Leave out the pictures and repeat everything else in the records exactly.
--
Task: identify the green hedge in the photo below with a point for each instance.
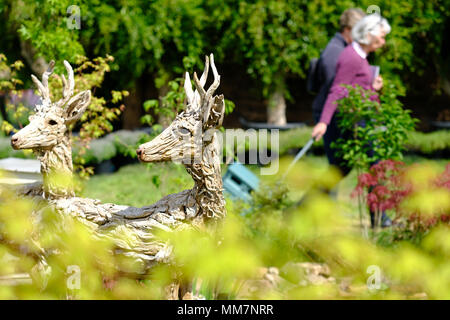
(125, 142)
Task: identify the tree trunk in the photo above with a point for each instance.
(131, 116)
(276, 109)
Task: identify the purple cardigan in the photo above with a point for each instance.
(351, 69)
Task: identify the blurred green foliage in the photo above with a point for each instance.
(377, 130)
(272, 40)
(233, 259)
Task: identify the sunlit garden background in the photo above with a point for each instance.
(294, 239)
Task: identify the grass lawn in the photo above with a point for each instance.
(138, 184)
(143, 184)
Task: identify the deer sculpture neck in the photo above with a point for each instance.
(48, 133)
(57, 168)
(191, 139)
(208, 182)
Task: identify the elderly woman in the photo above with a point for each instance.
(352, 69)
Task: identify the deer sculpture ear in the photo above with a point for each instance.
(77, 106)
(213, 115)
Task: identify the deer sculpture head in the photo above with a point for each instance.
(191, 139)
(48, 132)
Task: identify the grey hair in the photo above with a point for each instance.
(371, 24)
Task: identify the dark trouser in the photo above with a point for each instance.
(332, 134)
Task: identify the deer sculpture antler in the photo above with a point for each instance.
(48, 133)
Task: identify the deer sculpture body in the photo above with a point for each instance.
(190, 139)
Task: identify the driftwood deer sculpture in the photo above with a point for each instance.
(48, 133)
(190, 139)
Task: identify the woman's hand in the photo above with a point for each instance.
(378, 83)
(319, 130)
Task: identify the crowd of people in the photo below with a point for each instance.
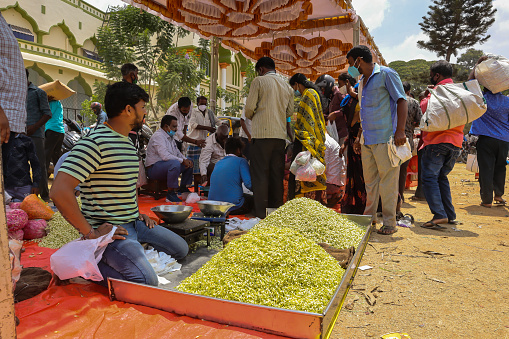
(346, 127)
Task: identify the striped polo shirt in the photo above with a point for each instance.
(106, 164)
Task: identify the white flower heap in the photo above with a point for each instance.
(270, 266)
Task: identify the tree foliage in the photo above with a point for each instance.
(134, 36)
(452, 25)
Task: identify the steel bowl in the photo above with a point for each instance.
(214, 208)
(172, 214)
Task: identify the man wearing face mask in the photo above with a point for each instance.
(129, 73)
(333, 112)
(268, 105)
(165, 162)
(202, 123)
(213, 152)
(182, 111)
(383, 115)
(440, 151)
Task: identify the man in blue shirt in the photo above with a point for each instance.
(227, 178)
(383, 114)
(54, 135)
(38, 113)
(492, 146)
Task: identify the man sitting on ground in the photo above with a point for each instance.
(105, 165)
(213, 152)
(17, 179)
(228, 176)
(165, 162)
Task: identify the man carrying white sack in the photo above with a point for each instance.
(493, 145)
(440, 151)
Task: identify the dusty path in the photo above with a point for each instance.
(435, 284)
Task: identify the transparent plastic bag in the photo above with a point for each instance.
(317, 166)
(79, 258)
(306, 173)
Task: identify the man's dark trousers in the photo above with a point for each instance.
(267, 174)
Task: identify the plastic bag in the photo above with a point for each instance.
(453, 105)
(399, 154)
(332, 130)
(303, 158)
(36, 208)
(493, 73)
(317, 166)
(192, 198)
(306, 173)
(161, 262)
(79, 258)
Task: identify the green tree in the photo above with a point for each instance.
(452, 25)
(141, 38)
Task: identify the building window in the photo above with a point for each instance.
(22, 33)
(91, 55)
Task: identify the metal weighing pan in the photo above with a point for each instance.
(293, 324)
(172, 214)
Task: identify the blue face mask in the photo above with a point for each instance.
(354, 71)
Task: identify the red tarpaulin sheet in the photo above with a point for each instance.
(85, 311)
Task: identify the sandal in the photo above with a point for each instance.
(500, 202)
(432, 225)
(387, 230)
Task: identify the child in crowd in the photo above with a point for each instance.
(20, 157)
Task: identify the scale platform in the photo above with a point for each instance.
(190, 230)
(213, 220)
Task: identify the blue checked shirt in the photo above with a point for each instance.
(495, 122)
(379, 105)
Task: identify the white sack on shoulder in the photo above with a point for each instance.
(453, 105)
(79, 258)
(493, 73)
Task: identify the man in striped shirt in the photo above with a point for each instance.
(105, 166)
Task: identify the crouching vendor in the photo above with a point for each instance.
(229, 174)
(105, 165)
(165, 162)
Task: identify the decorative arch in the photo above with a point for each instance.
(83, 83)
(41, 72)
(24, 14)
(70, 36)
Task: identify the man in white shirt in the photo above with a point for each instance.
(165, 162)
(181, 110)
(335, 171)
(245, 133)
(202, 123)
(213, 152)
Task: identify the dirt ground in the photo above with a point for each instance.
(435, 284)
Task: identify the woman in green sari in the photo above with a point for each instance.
--
▶ **Solution to this exercise**:
Task: identify the green hedge in the photo below with a point for each instance.
(125, 142)
Task: identify the tree trunk in the photo above with a point for each instance.
(131, 116)
(276, 109)
Task: identify the purple cardigan in the photo above with a point for each instance.
(351, 69)
Task: identify the blurred green foliage in the photo above with a point for each instance.
(377, 130)
(272, 40)
(233, 259)
Task: identify the sunlit garden background in the photo above with a point for each instance.
(294, 239)
Task: identify the grass lawn in the photo above with a point for each instance.
(138, 184)
(143, 184)
Task: identify the deer sculpture neck in the photo above with a point for each instance.
(48, 133)
(57, 168)
(191, 139)
(208, 182)
Task: identify the elderly woman in the photo above with a point for each instance.
(352, 69)
Task: identify the deer sculpture ear in the photo above with a point for each instance.
(77, 106)
(213, 115)
Task: identify the deer sculpture head in the photo above with a point for each instance.
(191, 139)
(48, 132)
Task: identify the grey hair in the photo above with a point for each instance.
(371, 24)
Task: identify the dark trouser in the photo above with a point for each instance.
(332, 134)
Task: identify the deer sculpture antler in the photo above with a point for each instance.
(48, 133)
Task: identify the deer sculpture body in the photo above with a point for each instance.
(190, 139)
Task: identify the driftwood deer sculpture in the photo above with a point for each instance.
(48, 133)
(190, 139)
Task: identify the woman's hand in the photo above with a point for each instance.
(378, 83)
(319, 130)
Task: identify the crowd of people in the photo below with a point for each instance.
(346, 127)
Task: identify the striped polo shirt in the photo above with a point for each instance.
(106, 164)
Task: identify the white flower heap in the photo above with a point for each instance.
(270, 266)
Task: identify the tree foliage in the photo above with a point for each instance.
(134, 36)
(452, 25)
Task: identify the steel bowl in the photo above with a point for each instance.
(214, 208)
(172, 214)
Task: identify the man wearing face mask in the photo above with a point for each instance.
(129, 73)
(333, 112)
(268, 105)
(165, 162)
(202, 123)
(213, 152)
(182, 111)
(383, 115)
(440, 151)
Task: identify the man in blue shirt in the photo above with a point for each instance.
(227, 178)
(383, 114)
(54, 135)
(38, 113)
(492, 146)
Task: identify the man sitting on ground in the photo above with a point for each instance.
(105, 165)
(213, 152)
(17, 179)
(228, 176)
(165, 162)
Task: identify the man carrying white sack in the photo above with a point for each instance.
(493, 145)
(440, 151)
Task: identify the dusty path in the photo above with a point for each instance.
(435, 284)
Task: identify the transparent plastic bag in the photo above with a point for each instance.
(317, 166)
(79, 258)
(306, 173)
Task: identify the man's dark trousers in the photo above with a point for each instance.
(267, 174)
Task: identify the plastic bag in the photo above with a point for each instance.
(453, 105)
(399, 154)
(332, 130)
(303, 158)
(36, 208)
(493, 73)
(317, 166)
(192, 198)
(306, 173)
(161, 262)
(79, 258)
Task: identify the green tree in the photo above with a point for each instance.
(452, 25)
(141, 38)
Task: identify the building window in the photo above with a point for each instance.
(22, 33)
(91, 55)
Task: identify the metal weighing pan in the photo above with a point for each instance.
(293, 324)
(172, 214)
Task: identify the blue face mask in the photo above with a point for each instance.
(354, 71)
Task: identify the red tarpaulin sheet in the photo above with a point for each instance.
(85, 311)
Task: identify the sandal in the photo above with a point for each instance.
(500, 202)
(432, 225)
(387, 230)
Task: identify the child in crowd in the photo above with a point for each instance.
(20, 157)
Task: identify the scale platform in the photo above with a point for each instance.
(190, 230)
(213, 220)
Task: identify the blue checked shirt in the photo above with a point for each instance.
(495, 122)
(379, 105)
Task: identify the white sack on shoulder in the photo above with a point for each instance.
(453, 105)
(79, 258)
(493, 73)
Task: identify the man in striped shirt in the photo above with a point for each instance.
(105, 166)
Task: identify the crouching vendor in the photo above with a point for each instance.
(229, 174)
(105, 165)
(165, 162)
Task: identify the decorative arch in the photo above with a point for each instance.
(83, 83)
(41, 72)
(24, 14)
(70, 36)
Task: identify the man in white shirt in the photo above with a point for each instance.
(165, 162)
(181, 110)
(335, 171)
(245, 133)
(202, 123)
(213, 152)
Task: identify the dirt ground in the photo above with a point for each instance.
(435, 284)
Task: identify the woman in green sari in the photo above with a point for each instance.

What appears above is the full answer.